Pull out every line in the entries below that contains the string "beige". Only matches in the same letter case count.

***** GIVEN RECORDS

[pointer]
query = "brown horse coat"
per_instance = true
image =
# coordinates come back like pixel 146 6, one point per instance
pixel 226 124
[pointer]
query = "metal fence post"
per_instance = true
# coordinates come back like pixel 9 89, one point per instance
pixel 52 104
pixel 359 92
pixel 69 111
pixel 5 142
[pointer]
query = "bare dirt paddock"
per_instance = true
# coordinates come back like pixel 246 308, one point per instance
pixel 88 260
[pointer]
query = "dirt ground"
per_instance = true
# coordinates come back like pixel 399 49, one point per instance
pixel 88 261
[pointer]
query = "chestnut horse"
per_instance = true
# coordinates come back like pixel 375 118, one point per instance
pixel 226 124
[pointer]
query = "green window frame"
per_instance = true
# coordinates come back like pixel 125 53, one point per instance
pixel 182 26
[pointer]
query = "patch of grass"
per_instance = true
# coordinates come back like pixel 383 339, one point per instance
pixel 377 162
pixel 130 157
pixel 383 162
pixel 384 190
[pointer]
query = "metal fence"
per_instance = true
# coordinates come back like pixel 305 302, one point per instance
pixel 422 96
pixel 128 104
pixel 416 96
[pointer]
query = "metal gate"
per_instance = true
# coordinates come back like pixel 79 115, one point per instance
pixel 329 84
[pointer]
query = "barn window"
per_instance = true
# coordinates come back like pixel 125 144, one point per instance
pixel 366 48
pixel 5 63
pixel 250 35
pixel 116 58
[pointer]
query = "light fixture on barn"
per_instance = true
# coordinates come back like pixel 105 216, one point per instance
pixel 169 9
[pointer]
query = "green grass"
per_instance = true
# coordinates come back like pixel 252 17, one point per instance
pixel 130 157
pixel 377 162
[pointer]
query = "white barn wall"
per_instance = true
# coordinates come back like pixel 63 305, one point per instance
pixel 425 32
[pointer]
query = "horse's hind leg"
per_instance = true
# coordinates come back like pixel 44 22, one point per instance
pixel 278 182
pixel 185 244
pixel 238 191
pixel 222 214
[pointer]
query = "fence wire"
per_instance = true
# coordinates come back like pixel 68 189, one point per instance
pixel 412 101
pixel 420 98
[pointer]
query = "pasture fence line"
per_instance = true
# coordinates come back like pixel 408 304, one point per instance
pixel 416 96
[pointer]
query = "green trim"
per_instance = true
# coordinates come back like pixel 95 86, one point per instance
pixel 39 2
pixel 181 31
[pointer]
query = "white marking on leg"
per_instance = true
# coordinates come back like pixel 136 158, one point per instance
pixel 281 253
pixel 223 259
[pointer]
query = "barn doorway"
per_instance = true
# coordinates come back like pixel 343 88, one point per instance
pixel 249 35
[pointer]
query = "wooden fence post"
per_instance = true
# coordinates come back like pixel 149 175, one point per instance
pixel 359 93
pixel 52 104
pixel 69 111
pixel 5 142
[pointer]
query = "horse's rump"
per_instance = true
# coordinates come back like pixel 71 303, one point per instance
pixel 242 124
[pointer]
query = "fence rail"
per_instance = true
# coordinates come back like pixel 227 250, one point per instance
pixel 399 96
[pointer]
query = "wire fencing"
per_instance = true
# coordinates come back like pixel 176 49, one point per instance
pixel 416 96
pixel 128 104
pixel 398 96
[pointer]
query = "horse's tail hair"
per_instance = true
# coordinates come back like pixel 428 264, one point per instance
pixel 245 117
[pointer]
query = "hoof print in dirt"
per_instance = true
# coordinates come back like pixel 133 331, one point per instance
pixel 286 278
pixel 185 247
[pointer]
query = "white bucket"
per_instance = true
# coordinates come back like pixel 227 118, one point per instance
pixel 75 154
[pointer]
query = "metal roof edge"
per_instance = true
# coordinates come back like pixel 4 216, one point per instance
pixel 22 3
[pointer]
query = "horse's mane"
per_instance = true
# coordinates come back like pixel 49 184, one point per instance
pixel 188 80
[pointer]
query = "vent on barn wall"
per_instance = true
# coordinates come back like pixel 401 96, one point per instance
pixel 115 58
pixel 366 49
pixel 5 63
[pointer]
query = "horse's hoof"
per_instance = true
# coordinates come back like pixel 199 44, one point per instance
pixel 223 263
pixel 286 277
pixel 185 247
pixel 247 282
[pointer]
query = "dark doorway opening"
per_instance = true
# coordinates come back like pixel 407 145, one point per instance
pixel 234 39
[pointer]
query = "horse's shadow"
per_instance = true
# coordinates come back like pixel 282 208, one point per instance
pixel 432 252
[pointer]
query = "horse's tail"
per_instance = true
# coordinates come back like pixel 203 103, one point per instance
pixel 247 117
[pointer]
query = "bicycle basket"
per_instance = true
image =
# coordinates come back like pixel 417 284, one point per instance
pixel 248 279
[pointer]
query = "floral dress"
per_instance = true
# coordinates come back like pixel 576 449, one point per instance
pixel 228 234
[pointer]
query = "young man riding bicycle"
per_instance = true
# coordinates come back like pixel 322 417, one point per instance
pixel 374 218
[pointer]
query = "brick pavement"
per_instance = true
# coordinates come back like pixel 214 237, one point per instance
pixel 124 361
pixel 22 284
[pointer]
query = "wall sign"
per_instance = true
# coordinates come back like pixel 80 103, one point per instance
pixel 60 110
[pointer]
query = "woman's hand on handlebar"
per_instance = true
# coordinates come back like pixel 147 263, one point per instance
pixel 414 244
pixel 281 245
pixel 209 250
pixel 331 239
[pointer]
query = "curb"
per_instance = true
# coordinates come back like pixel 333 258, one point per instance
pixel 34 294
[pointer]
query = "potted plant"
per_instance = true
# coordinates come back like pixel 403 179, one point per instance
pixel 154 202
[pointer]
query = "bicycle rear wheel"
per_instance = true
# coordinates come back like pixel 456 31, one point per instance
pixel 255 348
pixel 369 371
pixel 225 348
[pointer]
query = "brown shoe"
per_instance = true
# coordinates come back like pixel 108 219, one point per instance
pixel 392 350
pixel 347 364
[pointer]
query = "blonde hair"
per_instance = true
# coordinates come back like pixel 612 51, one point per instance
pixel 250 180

**********
***** GIVEN RECORDS

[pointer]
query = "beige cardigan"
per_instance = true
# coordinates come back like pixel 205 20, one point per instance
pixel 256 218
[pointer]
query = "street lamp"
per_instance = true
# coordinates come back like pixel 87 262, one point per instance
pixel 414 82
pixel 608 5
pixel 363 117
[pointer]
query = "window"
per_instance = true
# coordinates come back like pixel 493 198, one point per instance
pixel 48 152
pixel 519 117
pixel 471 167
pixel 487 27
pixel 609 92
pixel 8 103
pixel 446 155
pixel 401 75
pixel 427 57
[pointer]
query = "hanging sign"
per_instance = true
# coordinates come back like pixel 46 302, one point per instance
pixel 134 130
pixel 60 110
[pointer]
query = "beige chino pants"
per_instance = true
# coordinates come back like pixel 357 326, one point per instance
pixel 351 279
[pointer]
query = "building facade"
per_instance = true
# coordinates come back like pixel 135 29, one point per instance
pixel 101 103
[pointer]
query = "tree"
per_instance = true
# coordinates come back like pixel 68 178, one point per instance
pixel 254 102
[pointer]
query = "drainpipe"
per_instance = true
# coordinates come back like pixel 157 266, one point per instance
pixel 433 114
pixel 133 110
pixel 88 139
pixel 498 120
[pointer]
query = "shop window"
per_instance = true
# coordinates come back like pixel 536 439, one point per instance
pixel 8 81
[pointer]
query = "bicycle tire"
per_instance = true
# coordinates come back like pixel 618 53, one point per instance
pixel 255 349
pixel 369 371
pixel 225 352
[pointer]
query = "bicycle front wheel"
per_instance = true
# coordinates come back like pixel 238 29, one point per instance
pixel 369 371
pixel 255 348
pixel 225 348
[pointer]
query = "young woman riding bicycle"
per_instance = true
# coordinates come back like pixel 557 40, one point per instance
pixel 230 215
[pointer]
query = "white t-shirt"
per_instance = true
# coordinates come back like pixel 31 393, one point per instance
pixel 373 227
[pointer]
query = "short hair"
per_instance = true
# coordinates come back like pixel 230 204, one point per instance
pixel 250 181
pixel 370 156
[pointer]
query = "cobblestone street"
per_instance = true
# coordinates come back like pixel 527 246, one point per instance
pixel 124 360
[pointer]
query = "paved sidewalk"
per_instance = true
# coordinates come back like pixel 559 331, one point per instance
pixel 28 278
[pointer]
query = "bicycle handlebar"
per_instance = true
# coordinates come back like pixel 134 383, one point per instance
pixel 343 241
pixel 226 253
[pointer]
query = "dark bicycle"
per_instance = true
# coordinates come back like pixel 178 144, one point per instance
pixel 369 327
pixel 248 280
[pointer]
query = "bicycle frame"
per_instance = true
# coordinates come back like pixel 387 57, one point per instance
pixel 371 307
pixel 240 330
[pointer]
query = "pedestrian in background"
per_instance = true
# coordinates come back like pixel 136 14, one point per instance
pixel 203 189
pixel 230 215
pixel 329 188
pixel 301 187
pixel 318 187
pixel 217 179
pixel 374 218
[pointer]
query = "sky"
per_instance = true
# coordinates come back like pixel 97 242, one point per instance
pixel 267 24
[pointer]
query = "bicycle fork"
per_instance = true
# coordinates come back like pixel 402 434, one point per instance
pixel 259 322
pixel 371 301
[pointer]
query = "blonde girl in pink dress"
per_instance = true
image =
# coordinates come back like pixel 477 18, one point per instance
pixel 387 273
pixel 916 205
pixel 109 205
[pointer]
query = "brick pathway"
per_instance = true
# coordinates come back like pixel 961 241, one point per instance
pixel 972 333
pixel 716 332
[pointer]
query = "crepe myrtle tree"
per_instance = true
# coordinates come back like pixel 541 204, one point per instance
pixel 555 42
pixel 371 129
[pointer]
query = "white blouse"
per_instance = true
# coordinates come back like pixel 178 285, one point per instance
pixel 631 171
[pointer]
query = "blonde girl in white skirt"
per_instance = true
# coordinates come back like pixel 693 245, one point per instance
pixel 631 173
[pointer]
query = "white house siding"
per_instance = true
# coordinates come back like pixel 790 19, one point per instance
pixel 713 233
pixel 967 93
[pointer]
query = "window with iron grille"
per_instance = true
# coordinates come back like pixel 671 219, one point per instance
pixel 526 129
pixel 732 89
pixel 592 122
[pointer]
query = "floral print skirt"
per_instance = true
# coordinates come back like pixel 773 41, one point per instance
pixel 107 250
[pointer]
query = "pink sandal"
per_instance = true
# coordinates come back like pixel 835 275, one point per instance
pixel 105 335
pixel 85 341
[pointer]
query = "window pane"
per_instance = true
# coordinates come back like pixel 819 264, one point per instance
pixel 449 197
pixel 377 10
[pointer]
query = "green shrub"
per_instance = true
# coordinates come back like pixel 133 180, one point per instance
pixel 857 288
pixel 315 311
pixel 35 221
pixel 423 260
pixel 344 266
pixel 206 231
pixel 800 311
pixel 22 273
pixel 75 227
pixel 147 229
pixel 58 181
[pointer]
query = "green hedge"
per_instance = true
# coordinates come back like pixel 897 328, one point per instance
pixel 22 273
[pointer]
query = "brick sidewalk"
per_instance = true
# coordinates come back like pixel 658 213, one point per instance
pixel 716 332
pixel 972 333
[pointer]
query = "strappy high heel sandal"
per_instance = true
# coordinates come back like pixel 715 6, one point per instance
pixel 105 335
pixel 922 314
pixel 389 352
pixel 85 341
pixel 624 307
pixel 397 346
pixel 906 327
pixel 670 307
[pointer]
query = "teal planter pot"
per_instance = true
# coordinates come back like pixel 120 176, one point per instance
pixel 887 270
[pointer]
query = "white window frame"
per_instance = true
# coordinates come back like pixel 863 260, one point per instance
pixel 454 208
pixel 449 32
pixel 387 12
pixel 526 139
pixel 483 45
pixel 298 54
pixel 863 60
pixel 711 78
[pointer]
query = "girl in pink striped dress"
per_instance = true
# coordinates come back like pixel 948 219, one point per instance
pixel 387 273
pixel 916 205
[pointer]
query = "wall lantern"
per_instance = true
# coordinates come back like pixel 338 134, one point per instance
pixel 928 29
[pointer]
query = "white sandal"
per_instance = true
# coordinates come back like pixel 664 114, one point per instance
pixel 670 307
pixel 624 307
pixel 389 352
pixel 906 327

**********

# THE SOLUTION
query = "beige cardigan"
query = "beige chino pants"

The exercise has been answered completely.